→ **ACTIONS REQUISES**:
**a.** Recopiez l'extrait depuis « Monsieur Payet Roland » jusqu'à « sans justification réelle. » inclus, en remplaçant « employeur » par « patron ».
**b.** Répondez aux questions suivantes d'après l'extrait :
(i) À quel montant Monsieur Payet Roland fixe-t-il les commissions éludées par son employeur ?
(ii) Pour quelles deux collections les commandes initiales ont-elles été prises ?
(iii) Combien de départements comptait son secteur en fin de contrat de travail ?

→ **EXTRAIT FOURNI**:
┌──
Monsieur Payet Roland expose que de nombreux retards de livraison pour des ordres recueillis auprès de la clientèle démarchée sont survenus par le fait de son employeur (ainsi en juillet et août 1991 les commandes n'ont été honorées qu'à concurrence de 46 % et 45 %) et que des erreurs de calcul sur le montant des commissions dues étaient fréquentes. Il fixe à 8.625,02 F le montant des commissions éludées par son employeur. Il fixe à 17.868 F le montant des commissions sur ordres valablement reçus et non livrés par son ancien employeur, sans justification réelle.

Il estime qu'il a droit à des commissions de retour sur échantillonnage, pour les "réassorts" intervenus ensuite des commandes initiales prises pour les deux collections Eté et Hiver. Il considère enfin que la contrepartie pécuniaire de la clause de non-concurrence lui est due, sa démission n'ayant pas pour cause l'étendue de son secteur géographique mais l'irrégularité des versements des avances sur commissions lui permettant de prospecter son vaste secteur (20 départements en fin de contrat de travail).
└──
→ **INFORMATIONS FOURNIES**:
┌──
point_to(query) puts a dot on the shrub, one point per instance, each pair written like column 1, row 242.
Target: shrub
└──
→ **RÉSULTATS**:
**a.**
Monsieur Payet Roland expose que de nombreux retards de livraison pour des ordres recueillis auprès de la clientèle démarchée sont survenus par le fait de son patron (ainsi en juillet et août 1991 les commandes n'ont été honorées qu'à concurrence de 46 % et 45 %) et que des erreurs de calcul sur le montant des commissions dues étaient fréquentes. Il fixe à 8.625,02 F le montant des commissions éludées par son patron. Il fixe à 17.868 F le montant des commissions sur ordres valablement reçus et non livrés par son ancien patron, sans justification réelle.

**b.**
(i) 8.625,02 F
(ii) Les collections Été et Hiver
(iii) 20 départements